───── Data entries

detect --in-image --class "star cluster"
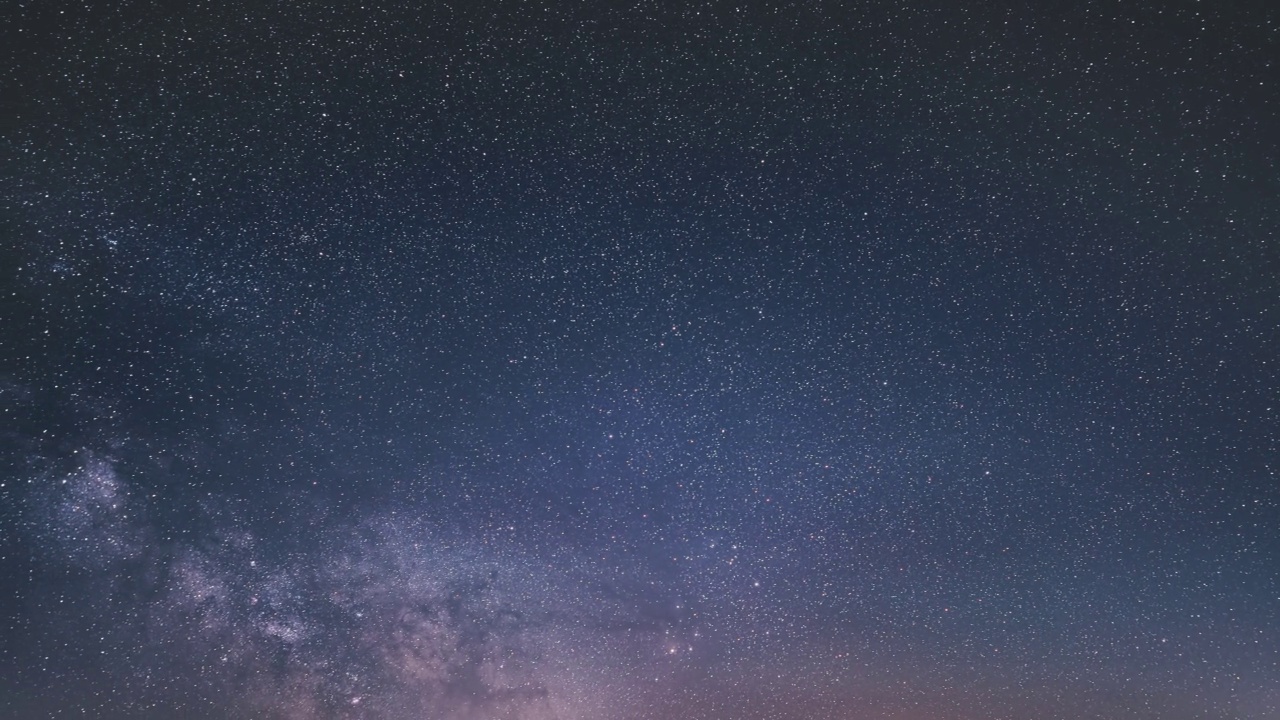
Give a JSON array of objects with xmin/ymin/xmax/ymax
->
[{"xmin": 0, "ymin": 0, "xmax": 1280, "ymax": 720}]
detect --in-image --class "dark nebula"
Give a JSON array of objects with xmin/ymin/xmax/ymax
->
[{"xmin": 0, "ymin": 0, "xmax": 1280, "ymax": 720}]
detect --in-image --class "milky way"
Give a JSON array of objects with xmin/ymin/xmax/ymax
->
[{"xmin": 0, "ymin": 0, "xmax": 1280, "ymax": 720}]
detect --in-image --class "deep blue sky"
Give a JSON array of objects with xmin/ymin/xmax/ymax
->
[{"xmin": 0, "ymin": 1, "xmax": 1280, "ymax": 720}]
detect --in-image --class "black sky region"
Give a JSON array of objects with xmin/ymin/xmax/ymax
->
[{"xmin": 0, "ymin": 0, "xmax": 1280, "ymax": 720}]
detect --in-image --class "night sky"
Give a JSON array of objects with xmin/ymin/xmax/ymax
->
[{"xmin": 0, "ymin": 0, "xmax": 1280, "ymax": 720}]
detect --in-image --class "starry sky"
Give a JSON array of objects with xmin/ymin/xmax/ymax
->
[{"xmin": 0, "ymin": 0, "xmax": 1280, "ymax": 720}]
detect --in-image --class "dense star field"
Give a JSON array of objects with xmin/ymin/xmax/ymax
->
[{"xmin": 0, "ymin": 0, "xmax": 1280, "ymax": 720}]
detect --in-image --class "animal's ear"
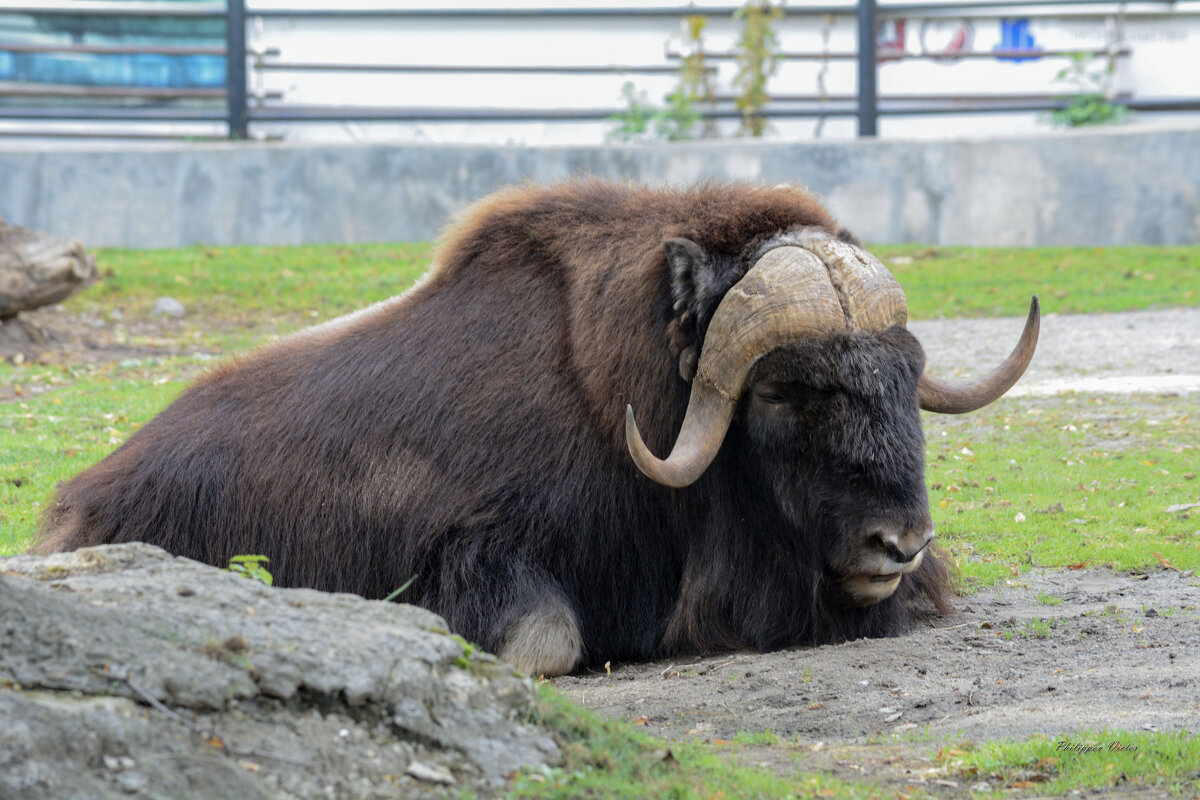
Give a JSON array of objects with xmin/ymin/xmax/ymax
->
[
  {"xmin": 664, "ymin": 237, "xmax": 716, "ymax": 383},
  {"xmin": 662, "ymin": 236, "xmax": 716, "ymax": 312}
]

──────────

Please rewrite all of the data above, substituting "Return" for every occurrence of "Give" and changing nothing else. Omit the pictures from your answer.

§ **Final result**:
detect --in-image --class "star cluster"
Return a JSON array of objects with xmin/ymin/xmax/ymax
->
[{"xmin": 0, "ymin": 0, "xmax": 1280, "ymax": 720}]
detect --in-image --class "dark nebula"
Return a JSON array of objects with xmin/ymin/xmax/ymax
->
[{"xmin": 0, "ymin": 0, "xmax": 1280, "ymax": 720}]
detect --in-image --class "milky way"
Return a JSON array of objects with xmin/ymin/xmax/ymax
->
[{"xmin": 0, "ymin": 0, "xmax": 1280, "ymax": 720}]
detect --in-image --class "deep blue sky"
Return a JSON array of objects with xmin/ymin/xmax/ymax
->
[{"xmin": 0, "ymin": 1, "xmax": 1280, "ymax": 720}]
detect --in-image --class "black sky region"
Return a JSON array of objects with xmin/ymin/xmax/ymax
->
[{"xmin": 0, "ymin": 0, "xmax": 1280, "ymax": 720}]
detect --in-image --class "night sky"
Return a JSON array of objects with xmin/ymin/xmax/ymax
->
[{"xmin": 0, "ymin": 0, "xmax": 1280, "ymax": 720}]
detect --in-image --class "starry sky"
Return a JSON array of objects with xmin/ymin/xmax/ymax
->
[{"xmin": 0, "ymin": 0, "xmax": 1280, "ymax": 720}]
detect --in-image --class "dense star field"
Return a JSON array of objects with xmin/ymin/xmax/ymax
->
[{"xmin": 0, "ymin": 0, "xmax": 1280, "ymax": 720}]
detect --in-image --class "animal's ear"
Return a JSON array of objects with xmin/ymin/xmax/ymax
->
[
  {"xmin": 664, "ymin": 237, "xmax": 716, "ymax": 383},
  {"xmin": 662, "ymin": 236, "xmax": 716, "ymax": 312}
]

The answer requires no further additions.